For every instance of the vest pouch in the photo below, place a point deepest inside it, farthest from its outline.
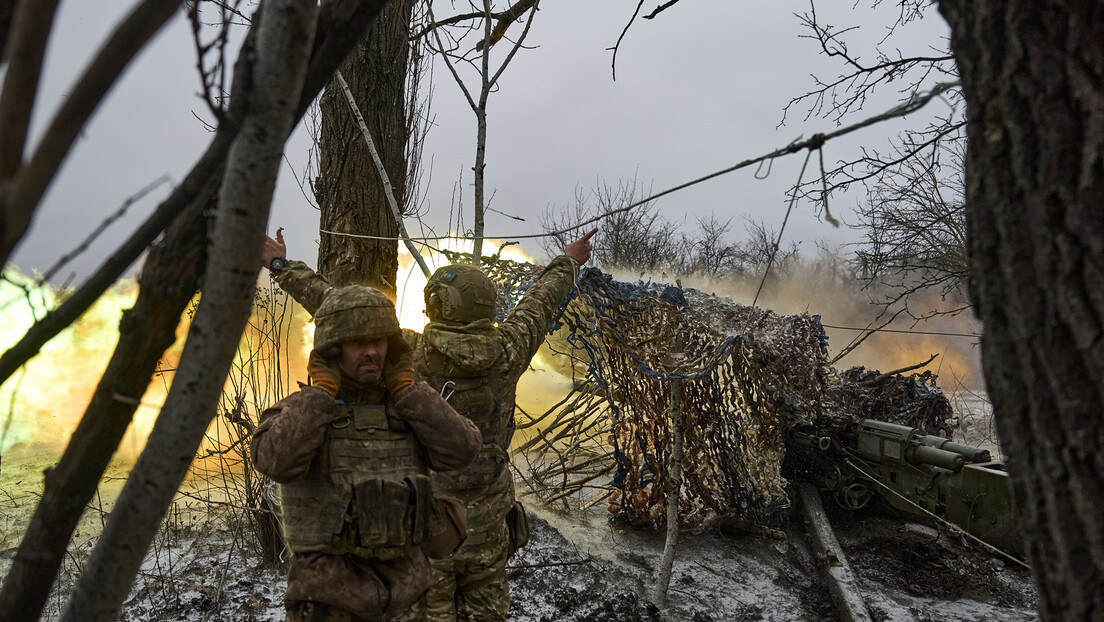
(484, 472)
(385, 512)
(448, 528)
(517, 524)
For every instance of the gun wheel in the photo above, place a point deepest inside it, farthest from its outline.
(855, 496)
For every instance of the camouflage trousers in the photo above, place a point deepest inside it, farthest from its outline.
(319, 612)
(470, 586)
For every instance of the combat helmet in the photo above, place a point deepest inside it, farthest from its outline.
(459, 293)
(354, 312)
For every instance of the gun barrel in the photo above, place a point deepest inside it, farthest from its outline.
(972, 454)
(933, 456)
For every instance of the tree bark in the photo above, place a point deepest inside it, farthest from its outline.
(21, 193)
(168, 282)
(283, 52)
(1032, 75)
(349, 189)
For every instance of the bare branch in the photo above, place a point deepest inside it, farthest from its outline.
(31, 28)
(613, 62)
(20, 196)
(660, 9)
(505, 20)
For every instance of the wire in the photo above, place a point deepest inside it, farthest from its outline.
(916, 102)
(975, 335)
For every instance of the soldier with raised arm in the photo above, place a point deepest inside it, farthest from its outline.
(476, 364)
(352, 454)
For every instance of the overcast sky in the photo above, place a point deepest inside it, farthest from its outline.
(698, 90)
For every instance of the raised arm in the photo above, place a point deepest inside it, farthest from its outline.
(305, 285)
(527, 325)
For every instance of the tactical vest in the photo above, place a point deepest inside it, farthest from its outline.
(367, 494)
(488, 402)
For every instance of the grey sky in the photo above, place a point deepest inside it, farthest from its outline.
(698, 90)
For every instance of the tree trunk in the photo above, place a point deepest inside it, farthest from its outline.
(169, 280)
(349, 189)
(1032, 75)
(283, 52)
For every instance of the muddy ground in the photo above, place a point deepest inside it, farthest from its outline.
(577, 567)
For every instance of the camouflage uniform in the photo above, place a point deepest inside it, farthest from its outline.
(359, 509)
(471, 583)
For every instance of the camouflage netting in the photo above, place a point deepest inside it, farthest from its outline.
(911, 400)
(746, 376)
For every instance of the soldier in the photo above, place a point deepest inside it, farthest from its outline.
(352, 453)
(476, 364)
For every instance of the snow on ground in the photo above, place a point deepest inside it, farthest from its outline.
(577, 567)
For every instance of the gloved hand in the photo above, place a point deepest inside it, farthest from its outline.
(322, 375)
(399, 369)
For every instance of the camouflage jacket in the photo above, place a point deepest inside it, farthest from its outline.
(288, 445)
(480, 347)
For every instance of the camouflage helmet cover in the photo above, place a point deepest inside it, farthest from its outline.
(459, 293)
(354, 312)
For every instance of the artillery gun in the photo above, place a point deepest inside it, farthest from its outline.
(922, 475)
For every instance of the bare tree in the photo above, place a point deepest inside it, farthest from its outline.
(1031, 80)
(350, 190)
(914, 224)
(168, 282)
(450, 41)
(913, 218)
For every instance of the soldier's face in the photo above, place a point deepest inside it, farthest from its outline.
(363, 359)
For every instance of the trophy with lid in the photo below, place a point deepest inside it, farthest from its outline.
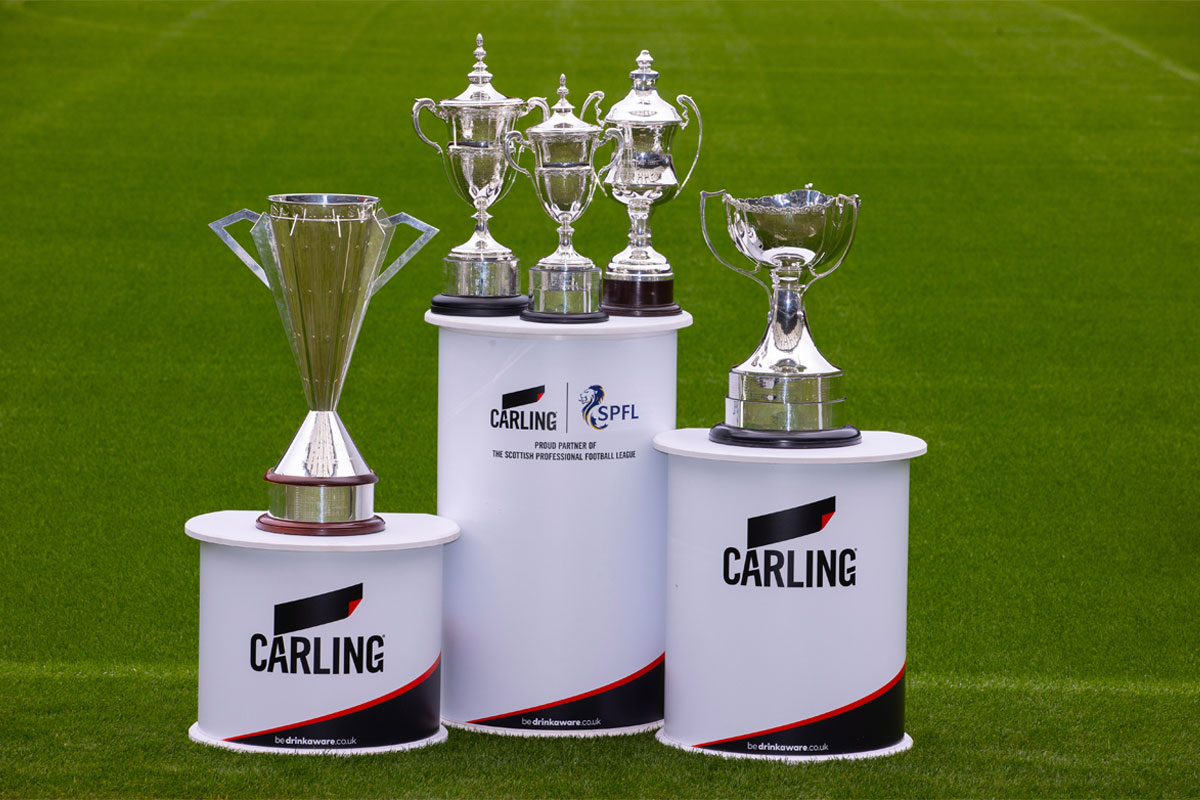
(481, 277)
(564, 287)
(786, 394)
(639, 281)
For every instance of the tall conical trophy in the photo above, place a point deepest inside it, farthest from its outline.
(321, 257)
(786, 394)
(481, 277)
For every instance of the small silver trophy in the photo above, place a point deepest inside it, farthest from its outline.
(639, 281)
(321, 257)
(786, 394)
(564, 287)
(481, 277)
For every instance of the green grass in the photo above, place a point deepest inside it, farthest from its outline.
(1023, 294)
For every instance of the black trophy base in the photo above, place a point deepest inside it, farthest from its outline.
(531, 316)
(640, 298)
(467, 306)
(843, 437)
(355, 528)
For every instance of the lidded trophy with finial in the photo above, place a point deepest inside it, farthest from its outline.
(481, 277)
(639, 281)
(564, 287)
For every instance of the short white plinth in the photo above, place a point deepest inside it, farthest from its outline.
(786, 597)
(319, 644)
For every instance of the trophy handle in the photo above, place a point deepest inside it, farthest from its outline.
(425, 103)
(700, 131)
(611, 133)
(837, 254)
(389, 226)
(219, 228)
(703, 227)
(508, 142)
(594, 96)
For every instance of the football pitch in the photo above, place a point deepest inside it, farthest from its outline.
(1021, 294)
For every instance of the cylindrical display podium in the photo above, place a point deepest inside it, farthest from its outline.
(786, 597)
(553, 600)
(319, 644)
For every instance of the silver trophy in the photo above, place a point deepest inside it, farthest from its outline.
(639, 281)
(321, 256)
(564, 287)
(786, 394)
(481, 276)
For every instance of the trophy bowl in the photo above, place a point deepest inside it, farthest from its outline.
(786, 394)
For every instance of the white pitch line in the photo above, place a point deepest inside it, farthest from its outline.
(1056, 685)
(1126, 42)
(918, 680)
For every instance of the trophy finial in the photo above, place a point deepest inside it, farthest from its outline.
(479, 74)
(645, 76)
(563, 106)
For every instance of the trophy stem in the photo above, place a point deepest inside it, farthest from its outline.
(639, 228)
(481, 217)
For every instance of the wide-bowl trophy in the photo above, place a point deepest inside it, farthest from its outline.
(639, 281)
(786, 394)
(564, 287)
(321, 257)
(481, 277)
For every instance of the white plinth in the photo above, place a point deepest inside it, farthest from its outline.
(319, 644)
(553, 602)
(786, 597)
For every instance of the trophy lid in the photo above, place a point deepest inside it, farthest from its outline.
(480, 91)
(642, 104)
(563, 121)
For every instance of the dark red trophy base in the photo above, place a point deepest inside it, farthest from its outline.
(353, 528)
(639, 298)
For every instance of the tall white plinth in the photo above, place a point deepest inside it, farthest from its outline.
(786, 597)
(553, 595)
(319, 644)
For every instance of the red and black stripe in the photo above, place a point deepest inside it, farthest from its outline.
(790, 523)
(633, 701)
(408, 714)
(873, 722)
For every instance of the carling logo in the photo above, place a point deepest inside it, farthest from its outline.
(597, 414)
(513, 415)
(318, 609)
(316, 655)
(787, 569)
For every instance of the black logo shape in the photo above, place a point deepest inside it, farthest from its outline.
(790, 523)
(318, 609)
(522, 397)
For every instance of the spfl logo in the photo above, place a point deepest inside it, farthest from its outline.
(763, 566)
(597, 414)
(316, 655)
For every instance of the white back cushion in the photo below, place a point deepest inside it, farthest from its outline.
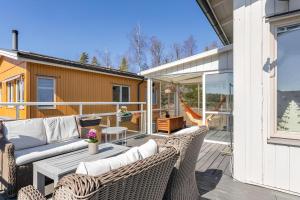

========

- Task directions: Produce an exact copy of only those lines that run from the line with "For every instance of the red" to the final line of the records, including both; exclude images.

- Exercise output:
For every instance of the red and black stripe in the photo above, place a point deepest inside it, farthest from its outline.
(790, 523)
(633, 701)
(408, 714)
(873, 722)
For every instance of the carling logo in the photo above, place a point deepest inside it, farthest from its outline.
(597, 414)
(513, 415)
(318, 609)
(316, 655)
(787, 569)
For every instance of the black logo shape in the photo above, place a point deepest inside it, farthest from its outline.
(790, 523)
(318, 609)
(522, 397)
For every instance of the spfl logo in the photo above, place a point deepest inside it, farthest from its outline.
(763, 566)
(597, 414)
(316, 655)
For every instance of the white back cushion in the photo below, place a point deepest inside it, farthest from its outline.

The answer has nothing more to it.